## AIM OF THE EXERCISE
The entries below must be repeated exactly. None may be skipped.

Saved entries
-*-

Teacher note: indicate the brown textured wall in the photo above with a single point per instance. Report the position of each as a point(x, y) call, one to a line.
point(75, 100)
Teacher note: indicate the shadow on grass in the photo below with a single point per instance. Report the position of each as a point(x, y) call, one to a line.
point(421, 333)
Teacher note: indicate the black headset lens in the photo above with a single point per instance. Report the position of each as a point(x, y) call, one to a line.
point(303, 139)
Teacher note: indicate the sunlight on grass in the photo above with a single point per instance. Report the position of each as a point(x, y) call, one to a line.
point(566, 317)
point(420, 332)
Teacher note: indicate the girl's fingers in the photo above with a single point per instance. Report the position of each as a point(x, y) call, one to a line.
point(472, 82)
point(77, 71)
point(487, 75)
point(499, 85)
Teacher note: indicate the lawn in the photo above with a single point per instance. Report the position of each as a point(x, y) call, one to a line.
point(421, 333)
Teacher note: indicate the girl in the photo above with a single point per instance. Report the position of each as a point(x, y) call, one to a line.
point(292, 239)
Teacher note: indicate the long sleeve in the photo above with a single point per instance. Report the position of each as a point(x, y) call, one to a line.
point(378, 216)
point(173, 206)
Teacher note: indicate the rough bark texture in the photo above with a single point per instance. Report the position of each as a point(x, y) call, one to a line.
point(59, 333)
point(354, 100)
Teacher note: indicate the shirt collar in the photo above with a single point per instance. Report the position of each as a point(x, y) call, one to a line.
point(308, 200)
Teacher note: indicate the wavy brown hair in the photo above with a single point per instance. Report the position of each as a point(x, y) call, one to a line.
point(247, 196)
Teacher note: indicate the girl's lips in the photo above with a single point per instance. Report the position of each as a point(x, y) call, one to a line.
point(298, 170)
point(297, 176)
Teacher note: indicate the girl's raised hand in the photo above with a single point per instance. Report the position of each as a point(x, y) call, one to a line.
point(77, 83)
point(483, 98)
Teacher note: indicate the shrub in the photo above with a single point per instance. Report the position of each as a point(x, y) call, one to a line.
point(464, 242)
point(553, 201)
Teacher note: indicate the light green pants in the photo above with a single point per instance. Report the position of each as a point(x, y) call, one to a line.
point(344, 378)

-*-

## FINISHED TASK
Teacher note: indicate the brown textured wall in the photo above with a single point per instance. Report the position of each as a point(x, y) call, one to a line.
point(75, 100)
Teacher note: indicate the shadow on grass in the photo below with a single point per instance. Report the position of each as a point(x, y) call, one to a line.
point(421, 333)
Teacher note: indicate the black headset lens in the photo above with a single point per instance. Report the position of each as a point(x, y) call, one to a line.
point(303, 139)
Teacher note: indicate the sunlight on grass in the photo above with a single point per instance. Report the position of each as a point(x, y) call, one to a line.
point(566, 317)
point(420, 332)
Teacher note: indicate the girl's fingers in the photo above with a single point per instance. Report the position of each as a point(x, y) call, one to a line.
point(472, 82)
point(77, 71)
point(487, 75)
point(499, 85)
Teacher note: indicate the lawn in the photo above with a single point per instance. Report the position of each as a point(x, y) call, one to a line.
point(421, 333)
Teacher note: indicate the girl in the photo above with a single point per instance. Report the position of each as a point(x, y) call, one to a line.
point(292, 239)
Teacher note: indicate the long sleeve in the photo above with a single point per instance. Report the position of each as a point(x, y) call, one to a line.
point(378, 216)
point(173, 206)
Teacher note: indicate the rough bark texture in the photo above with a single point per instance. Report the position of each as a point(x, y) call, one to a line.
point(59, 333)
point(354, 100)
Teacher note: indicate the shirt collar in the photo above with a single point per instance. Report the position of each as a point(x, y) call, one to a line.
point(308, 200)
Teacher note: indicate the wavy brown hair in the photo above with a single point per instance. Report the position of each as a point(x, y) call, one to a line.
point(247, 196)
Teacher note: indicate the girl's lips in the photo above with a single point per instance. Report the position of each as a point(x, y) call, one to a line.
point(298, 170)
point(297, 176)
Teacher note: indicate the girl's raised hand in the photo above with a single point per instance. Report the position of each as a point(x, y) call, one to a line.
point(77, 83)
point(483, 98)
Teacher note: indicate the shrub in the photo above with a single point per instance. Report the position of each as a point(x, y) call, one to a line.
point(464, 242)
point(553, 201)
Teacher note: indicate the light green pants in the photo above with a single point per instance. Report the position of each as a point(x, y) call, one to a line.
point(344, 378)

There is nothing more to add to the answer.